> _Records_
START
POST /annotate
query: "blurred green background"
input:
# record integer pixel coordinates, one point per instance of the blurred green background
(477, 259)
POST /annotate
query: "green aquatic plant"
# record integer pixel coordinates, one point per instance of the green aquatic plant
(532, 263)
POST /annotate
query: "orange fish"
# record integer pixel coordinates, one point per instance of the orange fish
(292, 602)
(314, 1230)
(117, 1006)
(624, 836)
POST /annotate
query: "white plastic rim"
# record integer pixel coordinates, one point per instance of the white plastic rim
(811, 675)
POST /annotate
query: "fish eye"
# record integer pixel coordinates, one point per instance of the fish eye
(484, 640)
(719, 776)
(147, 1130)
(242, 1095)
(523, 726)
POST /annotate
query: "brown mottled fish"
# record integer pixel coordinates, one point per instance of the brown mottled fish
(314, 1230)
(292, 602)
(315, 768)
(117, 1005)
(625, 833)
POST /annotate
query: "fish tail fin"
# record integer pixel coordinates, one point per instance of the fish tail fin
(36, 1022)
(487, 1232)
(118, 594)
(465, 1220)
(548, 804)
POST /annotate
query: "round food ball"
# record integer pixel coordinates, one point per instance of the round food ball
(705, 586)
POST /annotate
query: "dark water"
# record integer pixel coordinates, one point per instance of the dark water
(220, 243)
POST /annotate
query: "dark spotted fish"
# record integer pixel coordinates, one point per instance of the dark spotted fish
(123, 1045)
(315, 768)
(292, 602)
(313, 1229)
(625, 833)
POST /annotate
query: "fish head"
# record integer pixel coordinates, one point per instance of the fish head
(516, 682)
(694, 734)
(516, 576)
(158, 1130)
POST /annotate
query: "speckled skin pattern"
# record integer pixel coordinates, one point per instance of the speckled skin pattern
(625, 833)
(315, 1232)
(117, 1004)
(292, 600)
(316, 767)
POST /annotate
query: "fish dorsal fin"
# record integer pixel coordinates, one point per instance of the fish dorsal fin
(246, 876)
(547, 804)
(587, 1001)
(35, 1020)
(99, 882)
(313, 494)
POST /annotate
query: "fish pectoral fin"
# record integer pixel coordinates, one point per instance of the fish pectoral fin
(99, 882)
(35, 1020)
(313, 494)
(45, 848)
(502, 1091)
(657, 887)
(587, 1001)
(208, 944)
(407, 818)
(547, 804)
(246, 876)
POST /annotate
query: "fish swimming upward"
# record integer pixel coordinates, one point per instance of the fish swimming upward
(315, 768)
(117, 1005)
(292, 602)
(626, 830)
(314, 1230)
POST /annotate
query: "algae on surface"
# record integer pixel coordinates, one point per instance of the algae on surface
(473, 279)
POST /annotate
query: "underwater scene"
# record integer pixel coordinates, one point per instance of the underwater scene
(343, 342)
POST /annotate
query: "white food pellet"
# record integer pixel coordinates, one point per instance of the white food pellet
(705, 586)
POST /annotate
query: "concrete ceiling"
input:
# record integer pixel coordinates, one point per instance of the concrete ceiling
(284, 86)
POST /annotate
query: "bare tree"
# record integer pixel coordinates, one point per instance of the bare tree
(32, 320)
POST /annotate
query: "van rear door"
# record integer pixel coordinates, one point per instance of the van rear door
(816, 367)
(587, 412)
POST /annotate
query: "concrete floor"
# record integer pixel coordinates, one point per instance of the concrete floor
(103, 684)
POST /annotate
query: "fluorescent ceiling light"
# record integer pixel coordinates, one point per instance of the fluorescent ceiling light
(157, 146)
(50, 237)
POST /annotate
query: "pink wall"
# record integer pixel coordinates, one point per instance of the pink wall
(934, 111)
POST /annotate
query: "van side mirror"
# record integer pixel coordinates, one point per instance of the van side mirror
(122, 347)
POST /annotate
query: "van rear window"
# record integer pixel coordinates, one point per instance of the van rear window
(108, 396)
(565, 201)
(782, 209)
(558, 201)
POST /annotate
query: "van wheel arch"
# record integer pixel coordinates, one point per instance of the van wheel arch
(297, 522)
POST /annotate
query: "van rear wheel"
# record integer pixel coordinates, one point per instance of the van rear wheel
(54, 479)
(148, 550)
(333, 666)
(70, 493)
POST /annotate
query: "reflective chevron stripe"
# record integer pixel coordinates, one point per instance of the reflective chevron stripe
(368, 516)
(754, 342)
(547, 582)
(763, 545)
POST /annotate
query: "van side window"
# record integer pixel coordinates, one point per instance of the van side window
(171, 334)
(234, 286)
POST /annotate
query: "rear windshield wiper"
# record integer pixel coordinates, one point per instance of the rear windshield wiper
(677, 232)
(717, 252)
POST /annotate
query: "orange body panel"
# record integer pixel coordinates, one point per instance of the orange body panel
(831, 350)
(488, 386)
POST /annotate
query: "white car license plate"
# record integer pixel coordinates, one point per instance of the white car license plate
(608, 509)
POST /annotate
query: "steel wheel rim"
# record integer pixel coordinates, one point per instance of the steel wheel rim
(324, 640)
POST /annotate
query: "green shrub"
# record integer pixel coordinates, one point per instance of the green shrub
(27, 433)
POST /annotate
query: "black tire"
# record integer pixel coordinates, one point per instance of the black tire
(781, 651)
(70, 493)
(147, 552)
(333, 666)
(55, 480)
END
> _WRITTEN INSTRUCTION_
Reproduce each record shown above without altering a single word.

> _EXPECTED ANSWER_
POST /annotate
query: "blurred green background"
input:
# record integer pixel coordinates, one point per instance of the blurred green background
(477, 259)
POST /annotate
query: "green aquatic plant"
# record integer pixel coordinates, one point per instance of the green aquatic plant
(532, 263)
POST /annotate
query: "orange fish"
# record integer pixel coordinates, one point per instance of the orange fish
(292, 602)
(314, 1230)
(117, 1006)
(624, 836)
POST /annotate
query: "white plastic rim"
# record integer pixel coordinates, one point per instance of the white plastic rim
(811, 675)
POST /annotate
query: "fish eye"
# record integer pixel coordinates, one point per instance of the fish eye
(484, 640)
(719, 776)
(147, 1130)
(242, 1095)
(523, 726)
POST /annotate
query: "brown mottled fish"
# record integer pixel coordinates, one point per instance of the brown mottled fish
(314, 1230)
(292, 602)
(315, 768)
(117, 1005)
(625, 833)
POST /annotate
query: "fish tail fin"
# record integer pixel coordinates, one point per instance of the fish tail fin
(36, 1022)
(487, 1232)
(118, 594)
(465, 1220)
(548, 804)
POST /annotate
query: "round food ball"
# record integer pixel coordinates, one point per instance of the round food ball
(705, 586)
POST /annotate
query: "dark water"
# record integer pixel coordinates, one point per instance of the dark water
(220, 243)
POST /annotate
query: "dark spotted fish"
# record integer pixel coordinates, one point per instance of the dark spotted fish
(123, 1045)
(315, 768)
(292, 602)
(313, 1229)
(625, 833)
POST /annotate
query: "fish head"
# record integer pixel coordinates, one point per instance of the fish head
(516, 682)
(694, 734)
(516, 576)
(158, 1130)
POST /annotate
query: "speckled skin pattern"
# record integer pixel coordinates, one point per instance of the speckled skin pattern
(625, 833)
(315, 1232)
(117, 1004)
(292, 600)
(316, 767)
POST /annotate
query: "fish dorsal fin"
# record integer pixel coordinates, one point per instance of the fish dorsal fin
(246, 876)
(547, 804)
(587, 1001)
(35, 1020)
(99, 882)
(313, 494)
POST /annotate
query: "fish pectoral fin"
# record integer pixel coordinates, one point per instance of the fish pectoral fin
(99, 882)
(35, 1020)
(313, 494)
(45, 848)
(502, 1091)
(657, 887)
(587, 1001)
(208, 944)
(407, 818)
(547, 804)
(246, 876)
POST /annotate
query: "fish swimming upward"
# record integer pixel coordinates, one point per instance of the fish swimming upward
(315, 768)
(117, 1005)
(292, 602)
(626, 830)
(314, 1230)
POST /annotate
query: "algae on surface"
# record integer pixel coordinates, one point per instance of the algae on surface
(473, 279)
POST /annotate
query: "underwater scene"
# record integer pixel coordinates, one point per instance of the underwater scene
(343, 342)
POST /annotate
query: "white food pellet"
# record integer pixel coordinates, one point per instance of the white food pellet
(705, 586)
POST /annotate
query: "concrete ceiling"
input:
# record integer pixel coordinates, one point per instance of the concrete ceiling
(284, 86)
POST /annotate
query: "bare tree"
# record integer pixel coordinates, one point per instance of the bare tree
(32, 320)
POST /annotate
query: "van rear door"
# record integer pixel coordinates, one point per instance of the van rear door
(816, 367)
(587, 412)
POST /annotate
query: "concrete floor"
# record integer pixel coordinates, one point per instance of the concrete floor
(103, 684)
POST /annotate
query: "fluorescent ceiling light"
# record integer pixel coordinates, one point per instance of the fluorescent ceiling light
(157, 146)
(50, 237)
POST /annotate
query: "pink wall"
# record integer pixel coordinates, one point per instance of the pink wall
(934, 111)
POST /annotate
query: "van side mirror"
# record integer pixel coordinates, one point per instance of the van side mirror
(122, 347)
POST /annotate
query: "van rear window"
# record integer pixel coordinates, one point per instance of the van rear window
(108, 396)
(565, 201)
(782, 209)
(558, 201)
POST /annotate
query: "van wheel arch"
# record integer pixel coordinates, one point per instance of the van wheel arch
(297, 522)
POST /annotate
query: "van rear wheel"
# record integer pixel coordinates, one point per instance of the van rear wheel
(54, 479)
(148, 550)
(333, 666)
(70, 493)
POST /annotate
query: "reflective chevron stripe"
# record integer pixel coordinates, one point per instance of the reflective chevron stripe
(368, 516)
(754, 342)
(547, 582)
(763, 545)
POST /annotate
query: "van side window"
# record integer pixel coordinates, one point per instance of the van side window
(171, 334)
(234, 286)
POST /annotate
query: "rear windshield wiper"
# record integer pixel coordinates, one point per instance of the rear windshield wiper
(677, 232)
(717, 252)
POST /annotate
query: "orange body panel"
# record integer pixel coordinates, one point per instance of the orange body panel
(831, 350)
(488, 386)
POST /annotate
query: "white car license plate"
# record integer pixel coordinates, one point per instance of the white car license plate
(608, 509)
POST /annotate
query: "steel wheel rim"
# record integer pixel coordinates, one point per instance of the steel wheel rim
(324, 640)
POST /annotate
query: "green shrub"
# record integer pixel coordinates, one point per instance of the green shrub
(27, 433)
POST /annotate
query: "black tire"
# record integer pixel coordinates, one point per instance of the black tire
(781, 651)
(70, 493)
(147, 552)
(333, 666)
(55, 480)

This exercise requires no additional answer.